• **Exercise aim**: Copy every line of the material below, requests included, and scale each x and y coordinate in the answer points by 2.2, rounding to the nearest whole number with halves going up. Leave all other numbers unchanged.

▬▬▬▬▬▬▬▬▬▬

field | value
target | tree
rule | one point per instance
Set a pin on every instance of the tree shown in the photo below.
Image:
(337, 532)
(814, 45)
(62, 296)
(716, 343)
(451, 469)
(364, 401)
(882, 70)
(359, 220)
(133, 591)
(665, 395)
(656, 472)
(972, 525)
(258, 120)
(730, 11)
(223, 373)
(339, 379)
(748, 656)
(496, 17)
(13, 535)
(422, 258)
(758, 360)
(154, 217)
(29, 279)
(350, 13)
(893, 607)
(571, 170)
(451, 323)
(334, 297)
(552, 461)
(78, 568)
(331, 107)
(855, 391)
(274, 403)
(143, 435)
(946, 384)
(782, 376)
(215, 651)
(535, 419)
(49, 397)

▬▬▬▬▬▬▬▬▬▬

• **Task solution**:
field | value
target | tree
rule | one point per instance
Set a pin on every instance of the tree shown in the photo below.
Image:
(741, 1170)
(1791, 99)
(136, 651)
(1575, 755)
(992, 1032)
(801, 882)
(1940, 154)
(790, 484)
(293, 1300)
(1463, 869)
(1443, 1038)
(2138, 1155)
(568, 264)
(1606, 24)
(491, 821)
(746, 834)
(1646, 1443)
(1091, 37)
(29, 1177)
(928, 568)
(1668, 792)
(339, 477)
(64, 614)
(770, 29)
(1965, 1335)
(1256, 374)
(992, 711)
(735, 653)
(1214, 1014)
(172, 1250)
(728, 235)
(1881, 860)
(603, 887)
(315, 957)
(2081, 845)
(1720, 827)
(473, 1432)
(1177, 922)
(108, 873)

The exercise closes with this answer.